Source document:
********

Re: Keep Model in Operator instance up to date

2015-08-19 Thread Welly Tambunan
Thanks Gyula,

Another question i have..

> ... while external model updates would be *tricky *to keep consistent.
Is that still the case if the Operator treat the external model as
read-only ? We create another stream that will update the external model
separately.

Could you please elaborate more about this one ?

Cheers

On Wed, Aug 19, 2015 at 2:52 PM, Gyula Fóra  wrote:

> In that case I would apply a map to wrap in some common type, like a n
> Either before the union.
>
> And then in the coflatmap you can unwrap it.
> On Wed, Aug 19, 2015 at 9:50 AM Welly Tambunan  wrote:
>
>> Hi Gyula,
>>
>> Thanks.
>>
>> However update1 and update2 have a different type. Based on my
>> understanding, i don't think we can use union. How can we handle this one ?
>>
>> We like to create our event strongly type to get the domain language
>> captured.
>>
>>
>> Cheers
>>
>> On Wed, Aug 19, 2015 at 2:37 PM, Gyula Fóra  wrote:
>>
>>> Hey,
>>>
>>> One input of your co-flatmap would be model updates and the other input
>>> would be events to check against the model if I understand correctly.
>>>
>>> This means that if your model updates come from more than one stream you
>>> need to union them into a single stream before connecting them with the
>>> event stream and applying the coatmap.

********

Entries:
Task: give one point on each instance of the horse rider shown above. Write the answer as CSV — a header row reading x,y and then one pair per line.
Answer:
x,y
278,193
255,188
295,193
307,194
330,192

********

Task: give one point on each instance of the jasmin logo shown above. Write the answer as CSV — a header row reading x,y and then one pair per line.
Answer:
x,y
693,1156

********

Task instructions:
(1) Quote the thread starting at "On Wed, Aug 19, 2015 at 2:52" and ending at "handle this one ?".
(2) In the thread, condense the paragraph beginning "However update1 and update2" into a single shorter sentence that keeps its main facts.

Answers given:
(1)
On Wed, Aug 19, 2015 at 2:52 PM, Gyula Fóra  wrote:

> In that case I would apply a map to wrap in some common type, like a n
> Either before the union.
>
> And then in the coflatmap you can unwrap it.
> On Wed, Aug 19, 2015 at 9:50 AM Welly Tambunan  wrote:
>
>> Hi Gyula,
>>
>> Thanks.
>>
>> However update1 and update2 have a different type. Based on my
>> understanding, i don't think we can use union. How can we handle this one ?

(2) Since update1 and update2 have different types, the writer doesn't think union can be used and asks how to handle that.